▸ **SHORT TASK A**
In the custom SQL article, where should one look for the previous version of the Custom SQL validator?
▸ **SHORT TASK B**
Extract everything in the custom SQL article from "Configuring a Custom" down to "the configuration wizard.".
▸ **SHORT TASK C**
Recast the paragraph of the custom SQL article that begins "For data from data warehouse" as a short bulleted list that keeps its main facts.

▸ **PASSAGE GIVEN**
--- Start ---

Custom SQL
For data from data warehouse or query engine sources, you can leverage SQL to create validators customized for your business needs. For example, you can use a custom SQL validator to count duplicates of values or records, compare fields or records between tables, apply custom filters to your data, and more.
Note
This article discusses the updated Custom SQL validator configuration and syntax. For the previous version of the Custom SQL validator, refer to Custom SQL (deprecated). For migration guidelines between the syntax versions, see Migrating Custom SQL Syntax.
Configuring a Custom SQL Validator
To configure a Custom SQL Validator,
- Navigate to the specific source where you want to add the validator.
- Click + New Validator to start the configuration wizard.
- Under Source Type, select Custom SQL.
- Under Segmentation, segment your data into subsets for more granular validation. Check one of the following options:
- Existing Segmentation–to select a pre-configured segmentation from the list.

--- End ---

▸ **DATA EXTRACT**
--- Start ---

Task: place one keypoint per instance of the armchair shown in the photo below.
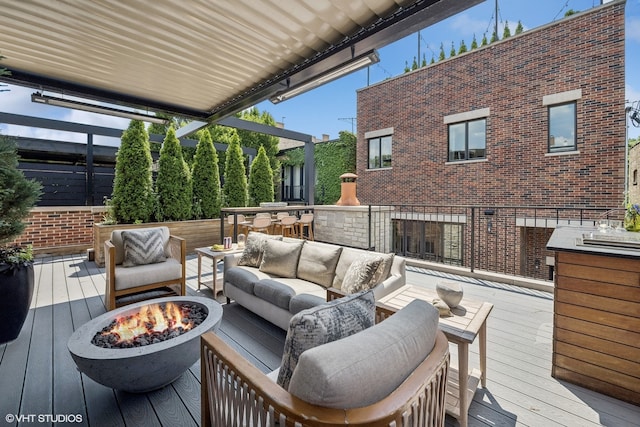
(166, 270)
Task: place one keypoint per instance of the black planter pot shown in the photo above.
(16, 291)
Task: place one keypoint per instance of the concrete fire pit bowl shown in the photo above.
(146, 368)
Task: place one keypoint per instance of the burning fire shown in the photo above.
(151, 319)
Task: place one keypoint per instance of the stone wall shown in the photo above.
(349, 226)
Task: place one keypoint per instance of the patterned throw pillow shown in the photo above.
(143, 247)
(325, 323)
(360, 275)
(281, 258)
(253, 248)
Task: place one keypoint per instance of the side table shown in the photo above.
(468, 321)
(215, 256)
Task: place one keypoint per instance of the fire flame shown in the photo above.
(151, 318)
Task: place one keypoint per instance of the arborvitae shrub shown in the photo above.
(132, 199)
(260, 179)
(173, 183)
(235, 179)
(206, 178)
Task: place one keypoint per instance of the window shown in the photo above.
(468, 140)
(562, 127)
(380, 152)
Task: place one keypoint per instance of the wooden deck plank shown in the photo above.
(520, 390)
(38, 381)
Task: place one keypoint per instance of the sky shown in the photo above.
(331, 108)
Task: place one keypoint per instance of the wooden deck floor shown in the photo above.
(39, 381)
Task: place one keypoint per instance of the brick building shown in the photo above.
(505, 96)
(536, 119)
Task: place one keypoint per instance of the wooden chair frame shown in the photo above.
(236, 393)
(177, 249)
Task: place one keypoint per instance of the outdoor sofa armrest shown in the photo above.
(236, 393)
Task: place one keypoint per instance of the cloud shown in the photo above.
(466, 25)
(18, 101)
(632, 29)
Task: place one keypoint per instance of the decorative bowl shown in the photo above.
(450, 292)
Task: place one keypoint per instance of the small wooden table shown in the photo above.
(215, 256)
(468, 321)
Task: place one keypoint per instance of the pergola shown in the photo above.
(198, 59)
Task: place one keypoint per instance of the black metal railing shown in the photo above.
(500, 239)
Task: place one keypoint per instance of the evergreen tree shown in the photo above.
(234, 188)
(463, 47)
(506, 32)
(257, 140)
(206, 178)
(260, 184)
(519, 28)
(132, 198)
(173, 182)
(17, 193)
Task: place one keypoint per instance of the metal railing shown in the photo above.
(500, 239)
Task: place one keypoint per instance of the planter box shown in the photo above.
(198, 233)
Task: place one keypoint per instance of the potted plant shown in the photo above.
(17, 196)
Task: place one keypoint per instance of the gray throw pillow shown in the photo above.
(253, 249)
(322, 324)
(281, 258)
(360, 275)
(141, 247)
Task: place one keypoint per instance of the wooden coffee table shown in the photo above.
(469, 320)
(215, 256)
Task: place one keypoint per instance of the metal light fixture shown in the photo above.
(355, 64)
(93, 108)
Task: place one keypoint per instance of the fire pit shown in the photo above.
(155, 357)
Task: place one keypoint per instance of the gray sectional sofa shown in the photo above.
(277, 277)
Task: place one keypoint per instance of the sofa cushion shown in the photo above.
(143, 246)
(360, 274)
(384, 270)
(127, 278)
(318, 263)
(322, 324)
(303, 301)
(253, 248)
(281, 258)
(243, 278)
(366, 367)
(274, 292)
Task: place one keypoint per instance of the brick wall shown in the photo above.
(61, 229)
(511, 77)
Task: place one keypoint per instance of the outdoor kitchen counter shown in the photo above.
(596, 327)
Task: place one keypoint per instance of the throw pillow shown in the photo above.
(322, 324)
(360, 274)
(253, 248)
(318, 263)
(281, 258)
(143, 247)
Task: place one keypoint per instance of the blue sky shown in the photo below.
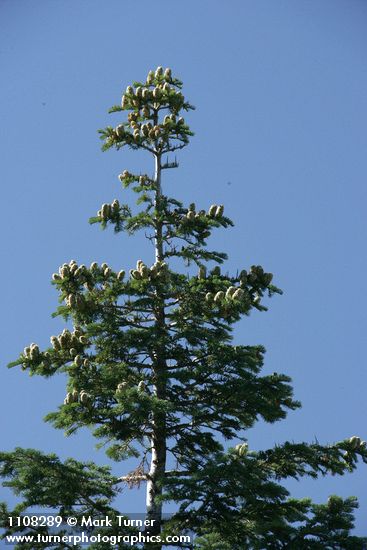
(280, 139)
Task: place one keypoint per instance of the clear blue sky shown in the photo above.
(280, 90)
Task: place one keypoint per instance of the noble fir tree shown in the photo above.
(152, 370)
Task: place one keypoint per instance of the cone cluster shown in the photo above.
(216, 211)
(232, 294)
(108, 211)
(73, 343)
(75, 397)
(158, 269)
(256, 276)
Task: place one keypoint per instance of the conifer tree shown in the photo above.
(151, 368)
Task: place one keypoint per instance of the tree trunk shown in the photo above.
(158, 440)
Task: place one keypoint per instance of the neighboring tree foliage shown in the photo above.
(152, 370)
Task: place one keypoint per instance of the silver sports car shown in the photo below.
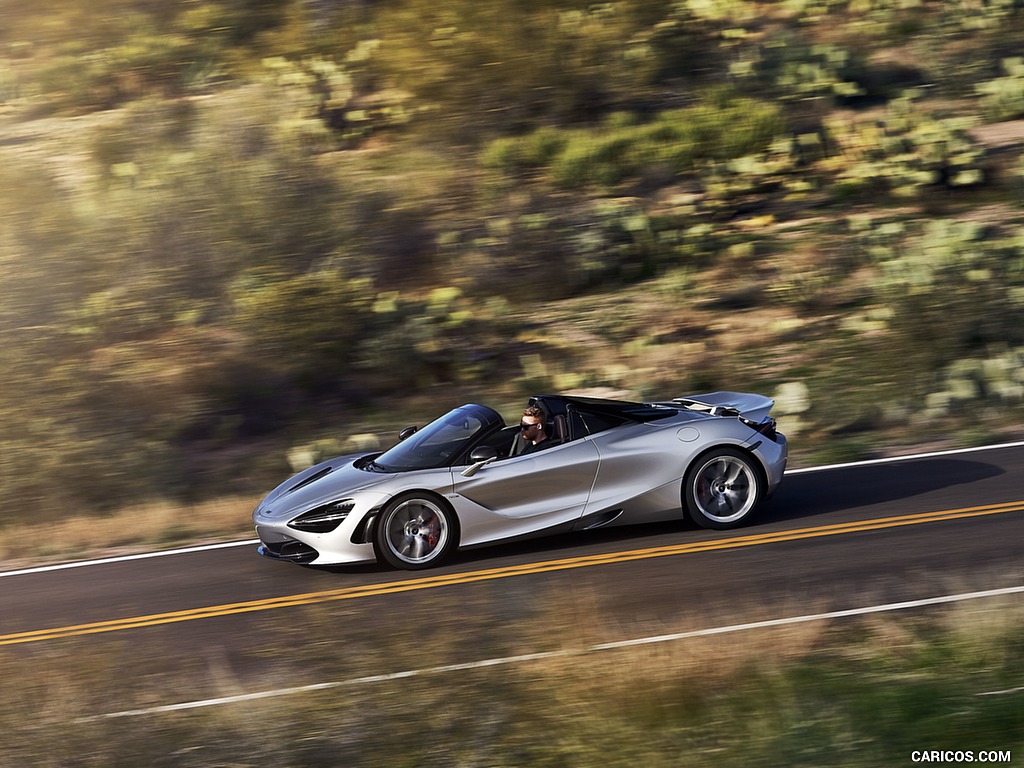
(466, 480)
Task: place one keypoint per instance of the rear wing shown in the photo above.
(754, 408)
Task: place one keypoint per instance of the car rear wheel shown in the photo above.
(722, 488)
(416, 530)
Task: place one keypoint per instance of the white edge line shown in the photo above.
(909, 457)
(569, 652)
(253, 542)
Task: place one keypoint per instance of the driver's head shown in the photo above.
(532, 421)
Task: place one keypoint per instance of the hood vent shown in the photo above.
(312, 478)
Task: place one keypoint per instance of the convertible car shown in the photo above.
(464, 479)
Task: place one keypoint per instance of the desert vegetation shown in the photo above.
(235, 230)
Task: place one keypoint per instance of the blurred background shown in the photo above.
(239, 235)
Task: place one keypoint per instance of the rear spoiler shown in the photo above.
(754, 408)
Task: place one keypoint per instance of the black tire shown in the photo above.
(722, 488)
(416, 530)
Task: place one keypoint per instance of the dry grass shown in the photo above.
(151, 525)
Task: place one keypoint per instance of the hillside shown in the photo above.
(233, 227)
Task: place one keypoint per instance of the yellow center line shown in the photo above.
(410, 585)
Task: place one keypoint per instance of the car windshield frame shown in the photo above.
(441, 441)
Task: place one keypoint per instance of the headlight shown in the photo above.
(324, 519)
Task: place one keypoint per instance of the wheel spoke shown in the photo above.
(724, 488)
(417, 530)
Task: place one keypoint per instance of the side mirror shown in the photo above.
(481, 457)
(482, 454)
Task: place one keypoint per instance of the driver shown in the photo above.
(531, 429)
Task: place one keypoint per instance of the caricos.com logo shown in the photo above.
(961, 756)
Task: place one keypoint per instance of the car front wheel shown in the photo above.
(416, 531)
(722, 488)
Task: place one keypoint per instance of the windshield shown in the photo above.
(438, 442)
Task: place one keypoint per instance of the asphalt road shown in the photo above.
(832, 539)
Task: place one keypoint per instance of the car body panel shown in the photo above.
(542, 489)
(621, 463)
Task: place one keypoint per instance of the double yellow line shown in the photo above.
(432, 582)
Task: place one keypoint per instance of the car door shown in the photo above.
(540, 489)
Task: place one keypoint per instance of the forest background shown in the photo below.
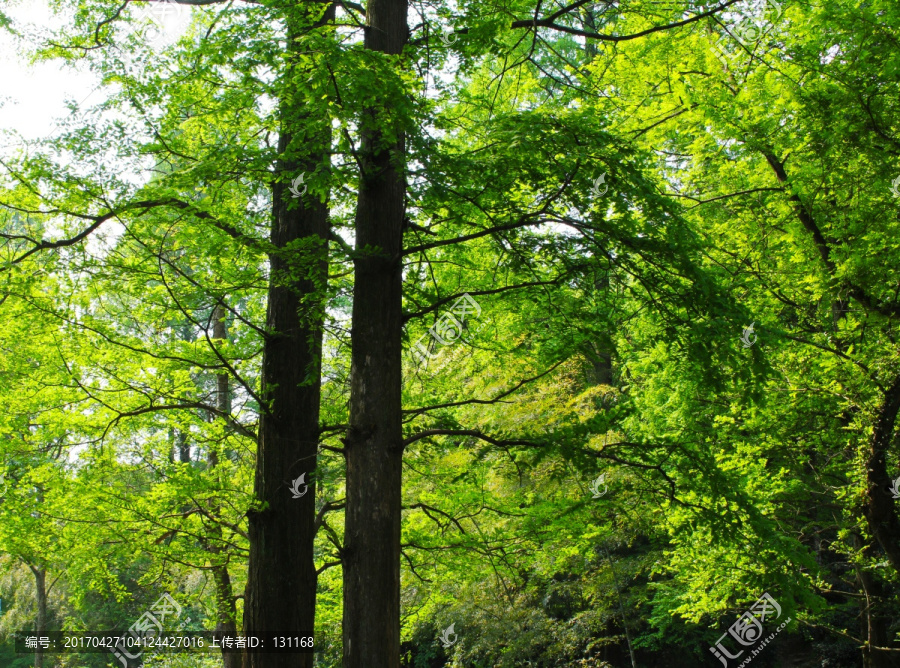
(566, 332)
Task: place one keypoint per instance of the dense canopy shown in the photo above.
(495, 333)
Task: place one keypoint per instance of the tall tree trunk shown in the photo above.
(875, 622)
(226, 615)
(880, 510)
(40, 585)
(281, 581)
(371, 559)
(226, 610)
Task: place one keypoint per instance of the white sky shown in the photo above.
(32, 96)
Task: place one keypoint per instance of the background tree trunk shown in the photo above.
(40, 586)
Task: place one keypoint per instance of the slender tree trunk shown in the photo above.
(226, 610)
(281, 586)
(881, 512)
(873, 619)
(226, 615)
(374, 450)
(40, 585)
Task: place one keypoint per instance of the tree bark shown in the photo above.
(881, 512)
(40, 585)
(226, 610)
(374, 448)
(281, 586)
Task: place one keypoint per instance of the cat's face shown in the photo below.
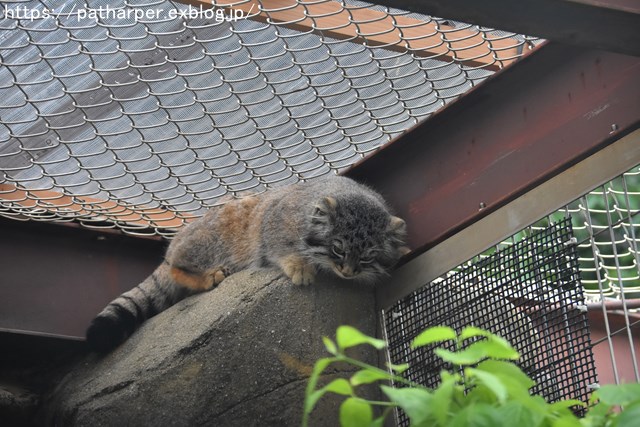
(355, 238)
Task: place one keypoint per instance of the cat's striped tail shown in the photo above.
(122, 316)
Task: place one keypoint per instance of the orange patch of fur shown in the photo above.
(198, 282)
(235, 228)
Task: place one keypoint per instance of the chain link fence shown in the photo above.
(140, 115)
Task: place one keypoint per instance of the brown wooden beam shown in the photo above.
(55, 279)
(522, 126)
(57, 203)
(426, 39)
(612, 25)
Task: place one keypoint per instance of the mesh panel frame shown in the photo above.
(529, 293)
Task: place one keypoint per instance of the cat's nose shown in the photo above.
(347, 271)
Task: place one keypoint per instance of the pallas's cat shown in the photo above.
(334, 225)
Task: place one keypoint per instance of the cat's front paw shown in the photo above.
(298, 270)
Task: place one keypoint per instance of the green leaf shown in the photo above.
(516, 414)
(330, 345)
(620, 394)
(630, 415)
(348, 336)
(415, 402)
(434, 335)
(355, 413)
(477, 415)
(568, 420)
(368, 376)
(339, 386)
(492, 382)
(378, 422)
(472, 331)
(398, 369)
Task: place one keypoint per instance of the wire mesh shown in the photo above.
(140, 115)
(529, 293)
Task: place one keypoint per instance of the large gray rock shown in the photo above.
(238, 355)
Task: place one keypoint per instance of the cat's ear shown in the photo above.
(397, 226)
(397, 233)
(324, 210)
(397, 230)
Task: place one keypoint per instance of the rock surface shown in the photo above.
(238, 355)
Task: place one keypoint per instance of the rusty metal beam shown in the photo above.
(521, 127)
(55, 278)
(611, 25)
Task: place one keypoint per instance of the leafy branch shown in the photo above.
(483, 388)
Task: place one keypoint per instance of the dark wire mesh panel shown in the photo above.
(528, 293)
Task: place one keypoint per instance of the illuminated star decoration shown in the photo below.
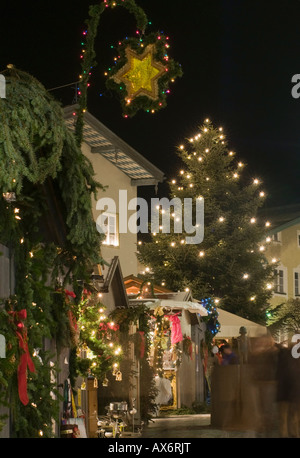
(140, 74)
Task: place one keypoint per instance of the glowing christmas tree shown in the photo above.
(229, 264)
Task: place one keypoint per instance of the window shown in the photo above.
(280, 281)
(276, 237)
(109, 224)
(296, 283)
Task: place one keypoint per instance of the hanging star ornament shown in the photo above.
(143, 73)
(140, 74)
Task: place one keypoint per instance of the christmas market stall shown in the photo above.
(177, 334)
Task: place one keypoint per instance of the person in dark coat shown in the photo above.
(288, 393)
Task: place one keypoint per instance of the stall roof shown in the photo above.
(230, 326)
(192, 307)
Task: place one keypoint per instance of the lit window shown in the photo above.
(276, 237)
(296, 283)
(109, 223)
(280, 281)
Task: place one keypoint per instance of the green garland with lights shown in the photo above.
(98, 340)
(40, 158)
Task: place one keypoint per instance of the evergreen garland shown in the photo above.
(37, 149)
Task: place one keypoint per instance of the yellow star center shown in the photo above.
(141, 73)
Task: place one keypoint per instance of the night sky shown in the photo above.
(238, 59)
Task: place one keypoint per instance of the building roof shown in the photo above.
(103, 141)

--- End ---

▸ **TASK ANSWER A**
Custom SQL (deprecated)

▸ **TASK ANSWER B**
Configuring a Custom SQL Validator
To configure a Custom SQL Validator,
- Navigate to the specific source where you want to add the validator.
- Click + New Validator to start the configuration wizard.

▸ **TASK ANSWER C**
- Applies to data from data warehouse or query engine sources.
- SQL can be used to create validators customized for business needs.
- Example uses of a custom SQL validator:
  - counting duplicates of values or records
  - comparing fields or records between tables
  - applying custom filters to data
  - and more